── Items
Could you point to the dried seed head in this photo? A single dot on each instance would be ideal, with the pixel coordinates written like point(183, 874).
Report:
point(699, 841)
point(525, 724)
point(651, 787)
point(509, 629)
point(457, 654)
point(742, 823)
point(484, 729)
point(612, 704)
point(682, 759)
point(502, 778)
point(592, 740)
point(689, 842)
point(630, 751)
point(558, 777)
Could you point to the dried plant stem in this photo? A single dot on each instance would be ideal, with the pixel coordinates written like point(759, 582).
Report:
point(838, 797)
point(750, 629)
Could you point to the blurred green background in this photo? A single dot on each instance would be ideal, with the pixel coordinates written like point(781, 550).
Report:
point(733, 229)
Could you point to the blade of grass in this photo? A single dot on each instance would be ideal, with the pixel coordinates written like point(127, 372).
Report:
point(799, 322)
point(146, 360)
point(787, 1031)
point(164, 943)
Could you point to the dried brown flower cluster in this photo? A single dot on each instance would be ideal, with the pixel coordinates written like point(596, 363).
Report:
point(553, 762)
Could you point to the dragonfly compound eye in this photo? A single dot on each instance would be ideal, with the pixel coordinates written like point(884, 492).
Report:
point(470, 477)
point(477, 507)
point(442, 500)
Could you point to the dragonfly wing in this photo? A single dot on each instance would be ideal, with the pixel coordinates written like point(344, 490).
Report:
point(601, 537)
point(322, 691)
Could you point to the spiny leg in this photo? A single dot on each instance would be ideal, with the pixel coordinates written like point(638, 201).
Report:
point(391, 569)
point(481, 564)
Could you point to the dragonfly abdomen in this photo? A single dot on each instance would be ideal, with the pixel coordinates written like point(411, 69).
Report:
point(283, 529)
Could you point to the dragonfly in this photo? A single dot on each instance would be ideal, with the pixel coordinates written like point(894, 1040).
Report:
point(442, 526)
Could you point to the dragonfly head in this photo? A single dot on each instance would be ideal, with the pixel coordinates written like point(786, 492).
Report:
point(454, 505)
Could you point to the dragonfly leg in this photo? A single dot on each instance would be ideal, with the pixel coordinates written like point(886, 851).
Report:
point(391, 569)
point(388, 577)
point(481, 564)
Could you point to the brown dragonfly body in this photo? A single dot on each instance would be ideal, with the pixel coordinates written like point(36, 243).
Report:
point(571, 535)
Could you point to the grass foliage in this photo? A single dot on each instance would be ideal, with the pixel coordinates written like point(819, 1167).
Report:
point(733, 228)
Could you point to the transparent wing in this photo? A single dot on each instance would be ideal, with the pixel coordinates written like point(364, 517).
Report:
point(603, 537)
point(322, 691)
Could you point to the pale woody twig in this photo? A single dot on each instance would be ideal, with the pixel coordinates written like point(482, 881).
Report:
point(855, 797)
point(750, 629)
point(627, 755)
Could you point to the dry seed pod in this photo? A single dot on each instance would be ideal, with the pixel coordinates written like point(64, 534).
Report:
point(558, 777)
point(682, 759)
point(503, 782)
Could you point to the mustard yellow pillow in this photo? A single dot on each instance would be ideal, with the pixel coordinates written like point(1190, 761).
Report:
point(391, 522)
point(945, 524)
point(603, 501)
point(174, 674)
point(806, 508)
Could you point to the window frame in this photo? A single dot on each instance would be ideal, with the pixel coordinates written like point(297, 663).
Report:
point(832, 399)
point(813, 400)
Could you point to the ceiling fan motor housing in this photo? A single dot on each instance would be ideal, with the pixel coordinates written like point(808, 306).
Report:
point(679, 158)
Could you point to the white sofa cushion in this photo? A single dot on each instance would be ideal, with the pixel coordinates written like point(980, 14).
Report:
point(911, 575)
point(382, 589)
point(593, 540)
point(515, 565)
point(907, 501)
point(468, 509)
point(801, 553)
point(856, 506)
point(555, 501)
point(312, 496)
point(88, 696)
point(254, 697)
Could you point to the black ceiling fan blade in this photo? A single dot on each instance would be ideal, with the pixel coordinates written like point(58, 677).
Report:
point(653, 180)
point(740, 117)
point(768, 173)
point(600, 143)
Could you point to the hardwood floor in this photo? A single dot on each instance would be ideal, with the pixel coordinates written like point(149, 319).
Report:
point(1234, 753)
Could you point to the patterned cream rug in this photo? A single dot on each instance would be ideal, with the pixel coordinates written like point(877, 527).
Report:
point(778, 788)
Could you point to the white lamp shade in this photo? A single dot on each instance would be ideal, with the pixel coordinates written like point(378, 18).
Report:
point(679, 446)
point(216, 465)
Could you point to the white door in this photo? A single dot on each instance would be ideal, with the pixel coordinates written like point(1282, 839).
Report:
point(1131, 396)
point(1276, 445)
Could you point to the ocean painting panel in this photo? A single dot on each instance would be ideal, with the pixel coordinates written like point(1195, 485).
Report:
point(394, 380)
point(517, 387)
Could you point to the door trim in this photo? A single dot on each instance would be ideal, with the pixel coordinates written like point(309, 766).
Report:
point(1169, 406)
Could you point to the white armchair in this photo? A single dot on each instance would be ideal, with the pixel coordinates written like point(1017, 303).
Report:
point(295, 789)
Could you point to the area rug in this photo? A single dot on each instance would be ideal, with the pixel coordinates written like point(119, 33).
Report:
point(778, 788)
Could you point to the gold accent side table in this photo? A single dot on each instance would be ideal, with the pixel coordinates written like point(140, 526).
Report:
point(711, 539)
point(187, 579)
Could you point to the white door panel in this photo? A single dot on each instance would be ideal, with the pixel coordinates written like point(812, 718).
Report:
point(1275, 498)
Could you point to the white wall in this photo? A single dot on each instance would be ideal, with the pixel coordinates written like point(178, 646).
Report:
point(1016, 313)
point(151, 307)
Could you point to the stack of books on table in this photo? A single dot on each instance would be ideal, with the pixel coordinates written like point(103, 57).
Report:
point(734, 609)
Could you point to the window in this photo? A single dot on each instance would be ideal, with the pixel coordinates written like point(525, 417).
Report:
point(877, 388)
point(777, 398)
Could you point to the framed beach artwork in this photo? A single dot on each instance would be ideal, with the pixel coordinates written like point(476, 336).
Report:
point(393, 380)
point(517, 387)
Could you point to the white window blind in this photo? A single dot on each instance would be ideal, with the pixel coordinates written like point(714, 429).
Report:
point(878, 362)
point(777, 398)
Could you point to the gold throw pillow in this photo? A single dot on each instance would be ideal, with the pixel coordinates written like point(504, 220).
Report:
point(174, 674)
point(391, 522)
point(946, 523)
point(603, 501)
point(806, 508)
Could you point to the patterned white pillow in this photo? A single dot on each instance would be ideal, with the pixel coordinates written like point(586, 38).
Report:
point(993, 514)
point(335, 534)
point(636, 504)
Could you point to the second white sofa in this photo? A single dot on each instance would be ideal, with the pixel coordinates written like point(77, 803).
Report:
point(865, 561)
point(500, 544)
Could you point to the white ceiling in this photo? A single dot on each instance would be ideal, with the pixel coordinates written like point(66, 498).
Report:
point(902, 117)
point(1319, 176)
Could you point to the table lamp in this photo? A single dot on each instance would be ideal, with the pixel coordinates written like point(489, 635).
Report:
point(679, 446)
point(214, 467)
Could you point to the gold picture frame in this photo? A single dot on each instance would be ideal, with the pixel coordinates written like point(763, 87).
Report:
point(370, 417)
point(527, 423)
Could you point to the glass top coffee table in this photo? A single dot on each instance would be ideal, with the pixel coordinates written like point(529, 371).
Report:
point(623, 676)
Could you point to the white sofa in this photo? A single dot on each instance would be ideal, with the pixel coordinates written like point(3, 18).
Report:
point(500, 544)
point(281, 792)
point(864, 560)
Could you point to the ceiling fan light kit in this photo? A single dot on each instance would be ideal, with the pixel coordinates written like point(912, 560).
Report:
────
• _Exercise task_
Format every line of the entries above as a JSON list of strings, with one string per line and any blank lines omitted.

• _The solution_
[
  "Could you point to the dried seed head in this photo? A single dot on each instance would be ideal, with the pixel coordinates written like point(183, 874).",
  "Report:",
  "point(699, 841)",
  "point(525, 724)",
  "point(651, 787)",
  "point(509, 629)",
  "point(457, 654)",
  "point(742, 823)",
  "point(484, 729)",
  "point(612, 704)",
  "point(682, 759)",
  "point(502, 778)",
  "point(592, 740)",
  "point(689, 842)",
  "point(630, 751)",
  "point(558, 777)",
  "Could you point to the dried plant stem in this photo? A single dot on each instance would be ideal, with the pixel coordinates written like point(759, 582).",
  "Report:",
  "point(838, 797)",
  "point(750, 629)",
  "Could you point to the blurred green background in this photo? A single dot on each instance would be ideal, with the pixel coordinates written like point(781, 550).",
  "Report:",
  "point(733, 229)",
  "Could you point to the blade of grass in this photo? A single dot on each instance would be ideal, with the pixel coordinates written like point(127, 372).",
  "Report:",
  "point(799, 322)",
  "point(146, 360)",
  "point(787, 1031)",
  "point(164, 943)",
  "Could you point to the dried brown flower cluster in this photo? A single dot on each instance would be ideal, with the pixel coordinates written like point(596, 363).",
  "Report:",
  "point(553, 762)",
  "Could you point to the dragonfly compound eye in this photo? A single dot on each instance would be ideal, with the pixel coordinates written like point(884, 492).",
  "Report:",
  "point(470, 477)",
  "point(477, 507)",
  "point(442, 500)",
  "Could you point to the dragonfly wing in this photo? A single dot on each instance would be ideal, with the pixel coordinates written like point(344, 490).",
  "Report:",
  "point(601, 537)",
  "point(322, 691)",
  "Could you point to the spiny leg in this photo? A single dot on each instance would be ideal, with the pixel coordinates written like point(638, 201).",
  "Report:",
  "point(391, 569)",
  "point(481, 564)",
  "Could you point to the dragonfly abdomen in this photo? A single dot on each instance would be ideal, with the pixel coordinates written like point(411, 69).",
  "Report:",
  "point(283, 529)",
  "Could you point to the dragonfly in this photo? A single dot on each instance would be ideal, with the pixel coordinates written like point(894, 1040).",
  "Report:",
  "point(442, 526)",
  "Could you point to the dragonfly head in this photo? A single dot on each instance would be ideal, with the pixel coordinates written like point(786, 492).",
  "Report:",
  "point(454, 505)",
  "Could you point to the dragonfly leg in this photo? A single dot on each instance would be ideal, with the pixel coordinates written like point(886, 851).",
  "Report:",
  "point(391, 569)",
  "point(388, 577)",
  "point(481, 564)",
  "Could you point to the brown dragonfly body in this photo? A single dot on each instance would be ideal, with the pixel coordinates written like point(36, 243).",
  "Report:",
  "point(571, 535)",
  "Could you point to the grass foliage in this photo? A single dot on each instance would be ideal, with the pixel coordinates written like point(819, 1167).",
  "Report:",
  "point(733, 228)",
  "Could you point to the transparent wing in this photo? A single dot on each instance would be ideal, with the pixel coordinates written like point(364, 517).",
  "Report:",
  "point(603, 537)",
  "point(322, 691)",
  "Could you point to the pale woody twig in this photo? A single dot on each instance would be ideal, with the pixel coordinates written like point(482, 881).",
  "Report:",
  "point(855, 797)",
  "point(750, 629)",
  "point(627, 755)",
  "Could you point to the dry seed pod in this photo? A single dot on each instance would be ideal, with the pixel coordinates written like point(64, 534).",
  "Report:",
  "point(558, 777)",
  "point(682, 759)",
  "point(503, 782)",
  "Could you point to the mustard yellow pillow in this photo? A single dot on each instance would be ideal, with the pixel coordinates written like point(1190, 761).",
  "Report:",
  "point(391, 522)",
  "point(945, 524)",
  "point(603, 501)",
  "point(174, 674)",
  "point(806, 508)",
  "Could you point to the window frame in this photo? A single dot on each instance would be ideal, with the pixel coordinates written like point(297, 663).",
  "Report:",
  "point(832, 399)",
  "point(813, 400)",
  "Could you point to the ceiling fan motor housing in this photo? A single dot on each instance would be ideal, with the pixel coordinates written like point(808, 306).",
  "Report:",
  "point(679, 158)",
  "Could you point to the white sofa cushion in this photo? A single dot on each instance would be ideal, with the pixel coordinates written like point(980, 14).",
  "Report:",
  "point(911, 575)",
  "point(382, 589)",
  "point(593, 540)",
  "point(515, 565)",
  "point(907, 501)",
  "point(468, 509)",
  "point(801, 553)",
  "point(856, 506)",
  "point(555, 501)",
  "point(312, 496)",
  "point(88, 696)",
  "point(254, 697)",
  "Could you point to the black ceiling fan blade in this photo? A single dot on each instance would be ideal, with the pixel coordinates written like point(58, 677).",
  "Report:",
  "point(653, 180)",
  "point(740, 117)",
  "point(768, 173)",
  "point(600, 143)",
  "Could you point to the hardwood floor in this photo? A single dot on each instance would be ideal, with the pixel coordinates written like point(149, 319).",
  "Report:",
  "point(1234, 753)",
  "Could you point to the patterned cream rug in this photo? A single dot on each instance would be ideal, with the pixel coordinates written like point(877, 527).",
  "Report:",
  "point(778, 788)",
  "Could you point to the white lamp shade in this photo? A single dot on each instance would be ideal, with the pixel coordinates written like point(378, 18).",
  "Report:",
  "point(679, 446)",
  "point(216, 465)",
  "Could you point to the white door in this photo? A single dot on each instance would be ideal, with the pixel coordinates written like point(1282, 839).",
  "Report:",
  "point(1131, 396)",
  "point(1276, 445)",
  "Could you point to the ocean painting panel in this photo? A single dot on each instance would be ideal, with the pixel coordinates written like point(1195, 485).",
  "Report:",
  "point(394, 380)",
  "point(517, 387)",
  "Could you point to the door trim in this photo? A single dot on each instance would be ideal, with the pixel coordinates written like point(309, 766).",
  "Report:",
  "point(1169, 406)",
  "Could you point to the white armchair in this photo? A single dot on each instance would be ideal, with the pixel coordinates written like point(1017, 303).",
  "Report:",
  "point(295, 789)",
  "Could you point to the area rug in this photo? A single dot on each instance would be ideal, with the pixel coordinates written like point(119, 33).",
  "Report:",
  "point(778, 788)",
  "Could you point to the gold accent side table in this photo? A single dot on each instance would be ideal, with the pixel coordinates written like point(140, 526).",
  "Report:",
  "point(711, 539)",
  "point(187, 579)",
  "Could you point to the white door panel in this photo? A single dot on each instance would be ideal, with the pixel coordinates written like point(812, 718).",
  "Report:",
  "point(1275, 498)",
  "Could you point to the white wall in this photo? A single dot on each instance would be ideal, with the pixel coordinates written like point(178, 646).",
  "Report:",
  "point(1016, 313)",
  "point(151, 307)",
  "Could you point to the stack of books on table in this photo? A single dot on each instance would be ideal, with the pixel coordinates written like point(103, 57).",
  "Report:",
  "point(734, 609)",
  "Could you point to the window in this photo? A single dot on each instance would be ideal, with the pixel coordinates written like point(525, 417).",
  "Report:",
  "point(877, 388)",
  "point(777, 398)",
  "Could you point to the framed beach artwork in this photo? A single dot on each instance would be ideal, with the pixel coordinates written like point(476, 336).",
  "Report:",
  "point(393, 380)",
  "point(517, 387)",
  "Could you point to the white window blind in this photo? A single dot on each instance would be ideal, with the pixel coordinates written like point(714, 429).",
  "Report:",
  "point(878, 362)",
  "point(777, 398)",
  "Could you point to the gold throw pillow in this photo? A single dot on each instance would be ideal, with the pixel coordinates written like point(504, 220).",
  "Report:",
  "point(174, 674)",
  "point(391, 522)",
  "point(946, 523)",
  "point(603, 501)",
  "point(806, 508)",
  "Could you point to the patterned white pillow in this photo? A single dot on each instance would be ideal, with the pixel coordinates written like point(586, 38).",
  "Report:",
  "point(993, 514)",
  "point(335, 534)",
  "point(636, 504)",
  "Could you point to the second white sofa in this photo? A single dot on each instance would be ideal, with the pixel coordinates written like point(77, 803).",
  "Report:",
  "point(865, 561)",
  "point(500, 544)",
  "Could you point to the white ceiling in this photo? A single dot on each instance would be ideal, with the pixel coordinates written like point(66, 498).",
  "Report:",
  "point(902, 117)",
  "point(1319, 176)",
  "Could you point to the table lamp in this photo? A single dot on each instance would be ideal, with the pixel coordinates written like point(489, 635).",
  "Report:",
  "point(679, 446)",
  "point(214, 467)",
  "Could you point to the gold picture frame in this photo? A single dot on each instance would be ideal, with the pixel coordinates written like point(763, 87).",
  "Report:",
  "point(370, 417)",
  "point(527, 423)",
  "Could you point to the glass top coffee table in this photo? A single dot on each instance would be ideal, with the pixel coordinates written like point(529, 371).",
  "Report:",
  "point(623, 676)",
  "Could you point to the white sofa in this photo? A single dot on each instance would be ideal, with the pixel coordinates written like point(3, 18).",
  "Report:",
  "point(500, 544)",
  "point(281, 792)",
  "point(864, 560)",
  "Could you point to the ceiling fan light kit in this photo? A single dot on each instance would be ideal, with the pixel coordinates written like point(912, 560).",
  "Report:"
]